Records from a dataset

- - -

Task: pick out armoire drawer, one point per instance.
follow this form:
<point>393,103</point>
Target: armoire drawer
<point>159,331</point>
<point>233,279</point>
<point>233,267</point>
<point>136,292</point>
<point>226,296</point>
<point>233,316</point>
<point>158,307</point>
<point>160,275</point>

- - -

* WHAT THE TASK REQUIRES
Retype each record exactly, leaving nothing out.

* FULL RESPONSE
Task: pick out armoire drawer, one point per instance.
follow this form:
<point>393,103</point>
Target: armoire drawer
<point>159,331</point>
<point>233,279</point>
<point>233,267</point>
<point>136,292</point>
<point>226,296</point>
<point>233,316</point>
<point>158,307</point>
<point>160,275</point>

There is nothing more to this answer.